Set task >>
Reproduce the listing below word for word, omitting the picture.

Material for this task >>
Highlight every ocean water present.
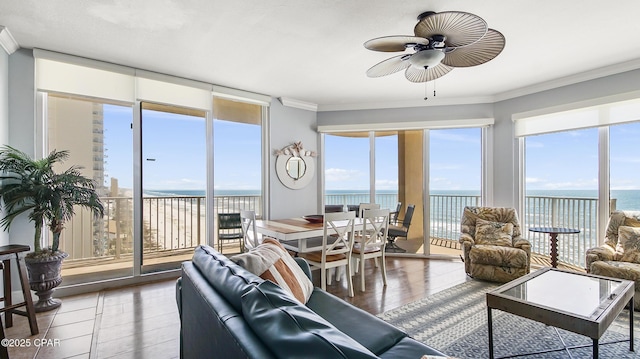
[145,189,640,210]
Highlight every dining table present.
[256,217,362,253]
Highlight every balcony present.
[61,193,597,284]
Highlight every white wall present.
[0,46,9,245]
[8,49,36,248]
[267,99,320,219]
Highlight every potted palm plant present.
[0,146,104,312]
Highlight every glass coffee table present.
[487,268,634,359]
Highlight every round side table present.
[529,227,580,268]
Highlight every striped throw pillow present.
[230,238,313,304]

Task result >>
Highlight every ocean water present.
[145,189,640,210]
Highlight every dining table present.
[256,217,362,253]
Highlight every balcony present.
[61,193,597,284]
Highlight every white wall present.
[0,46,9,245]
[8,49,36,248]
[267,99,320,219]
Highlight every potted palm plant present.
[0,146,104,312]
Highlight every glass coffee table present.
[487,268,634,359]
Highlight every round side table present.
[529,227,580,268]
Highlight every striped throw pillow present.
[230,238,313,304]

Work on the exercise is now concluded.